Continue the article below about peer review and delisted journals, starting after its last sentence.

:: Selected passage ::

Celebrating Peer Review Week 2023

In the third week of September we celebrate the labor, role and practice of peer review to indicate some degree of research and scholarship integrity. Does a peer review label truly indicate a work’s validity, accuracy, quality and originality? Is peer review conducted as a gatekeeping tool (or signal) to benefit a publisher or to improve the quality of the work? Research integrity and trustworthiness are of critical concern in a marketplace where profits and careers are made upon the publication of scholarship. When these interests undermine works that have real and direct impact on life, the stakes are high.

Peer review has different meaning in different contexts and to different stakeholders. The new NISO Standard of Peer Review Terminology goes a long way to provide structure for the many ways peer review is conducted. The Libraries have published a new Peer Review guide to provide information on standards, best practices and training generally and within specific contexts. The guide aspires to:

  • demystify peer review,
  • encourage more scholars to conduct peer review and to receive recognition for their labor, and
  • explore ways to increase equity and inclusion in research and scholarship through its practice.

The challenges to peer review are many, from insufficient numbers of qualified reviewers for the proliferation of works to uncompensated/unrecognized labor, the evolving role of AI, inequities in participation, cost, etc. Several writers contribute their views of the single most pressing issue for the future of scholarly publishing. The topic is worthy of discussion and innovation as we all grapple with truth, integrity and inclusive participation in scholarship.

Paper mill journals delisted from Web of Science, DOAJ

Retraction Watch reported that Web of Science (WoS) delisted 19 journals and 1 special issue published by Hindawi, 10 of which were also delisted from the Directory of Open Access Journals (DOAJ). WoS-owner Clarivate withdrew 50 titles in the March update of journals it indexes after applying a new review process to detect journals that do not meet its 24 quality criteria. These include peer review, content relevance, citation practices and validity. Editors engaged with paper mills, organizations that charge authors to place uncorroborated or manipulated research in journals under their names, and did not put the papers through a peer review process. In the Scholarly Kitchen “Guest post – Of Special Issues and Journal Purges,” Christos Petrou discusses the publisher practice of using a scholar or group to edit an issue of papers on a specific topic which has fueled the growth of open access publishers Frontiers, Hindawi and MDPI and also exposed them to unethical editorial practices. However, the use of guest editors has increased across all journal publishers.

Wiley, which purchased Hindawi in 2021, temporarily suspended the publication of special issues between October 2022 and January 2023 and had retracted 500 papers in September 2022. As a result of Web of Science’s delisting of the 19 journals, their papers will no longer be indexed nor receive citation counts, and the journal will not be given an impact factor. These actions have negative consequences for authors of legitimate research in the journals whose work will be less discoverable and lack impact metrics they may count on for career advancement.

:::
:: Data listing ::

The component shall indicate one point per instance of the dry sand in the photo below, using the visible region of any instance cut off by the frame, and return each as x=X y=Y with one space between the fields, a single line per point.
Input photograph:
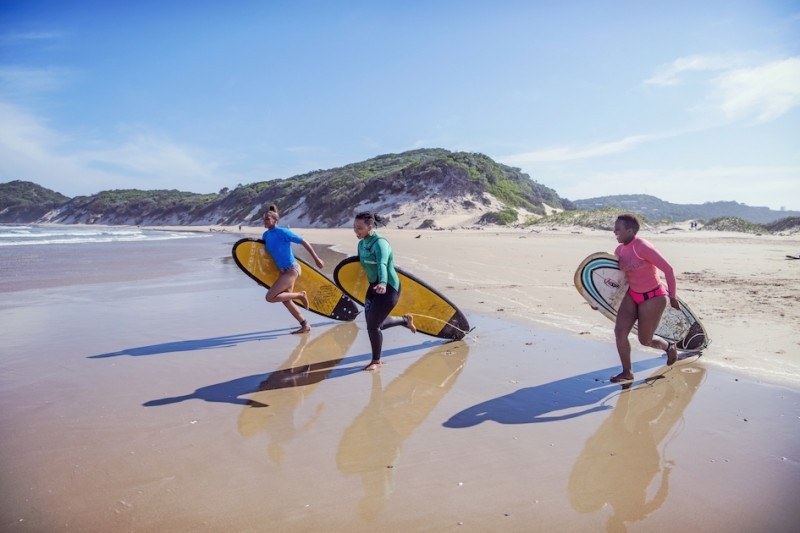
x=181 y=403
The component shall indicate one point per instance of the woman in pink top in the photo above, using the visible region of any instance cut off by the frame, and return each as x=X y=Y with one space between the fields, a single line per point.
x=646 y=298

:::

-- Output --
The 19 delisted Hindawi journals are:

  • Advances in Materials Science and Engineering
  • Biomed Research International
  • Computational and Mathematical Methods in Medicine
  • Computational Intelligence and Neuroscience
  • Contrast Media & Molecular Imaging
  • Disease Markers
  • Education Research International
  • Evidence-Based Complementary and Alternative Medicine
  • Journal of Environmental and Public Health
  • Journal of Healthcare Engineering
  • Journal of Nanomaterials
  • Journal of Oncology
  • Mathematical Problems in Engineering
  • Mobile Information Systems
  • Oxidative Medicine and Cellular Longevity
  • Scanning
  • Scientific Programming
  • Security and Communication Networks
  • Wireless Communications & Mobile Computing

The special issue was for Advances in Materials Science and Engineering.

eLife ends accept/reject decisions, expands open peer review to Brazilian-Portuguese preprints

eLife publishing process

eLife announced that as of January 2023 it will publish public peer reviews with preprints, ceasing rejection of manuscripts on the basis of closed peer review. Papers included in the journal will be Reviewed Preprints. Authors will have the opportunity to revise their preprints on the basis of the reviews. This is a natural extension of eLife’s “publish, review, curate” model through which they remove themselves as gatekeeper and enable experts in the disciplines to publicly assess research. This improves transparency, inclusion and speed of access to research. Quality of research and integrity of researcher communities are other trademarks of the journal. In a parallel development, eLife is reducing its submission fee from $3,000 to $2,000, with fee waivers granted to authors unable to pay.

eLife has a stated commitment to a diverse, global community of researchers sharing results for the benefit of all, and it is advancing this through its partnership with ASAPbio-SciELO to conduct open reviews of infectious disease research posted on the SciELO Preprints server in Brazilian Portuguese. This is eLife’s first non-English review group.

eLife is a non-profit, open access journal publisher of medical and health sciences research that receives financial support and strategic guidance from the Howard Hughes Medical Institute, the Knut and Alice Wallenberg Foundation, the Max Planck Society and Wellcome.

PRW 2022 – Research integrity: creating and supporting trust in research

PRW2022 logo

Following a participatory selection process, Peer Review Week has announced the 2022 theme, “Research Integrity: Creating and supporting trust in research.” In an interview on Scholarly Kitchen, the committee co-chairs Danielle Padula (Head of Marketing and Community Development at Scholastica) and Jayashree Rajagopalan (Senior Manager of Global Community Engagement at CACTUS) discuss the meaning of research integrity and the role peer review has to play. Padula defines research integrity as “conducting research in a transparent, rigorous, and ethical manner that can be verified to the full extent possible, enabling others to have confidence in the methods and findings.”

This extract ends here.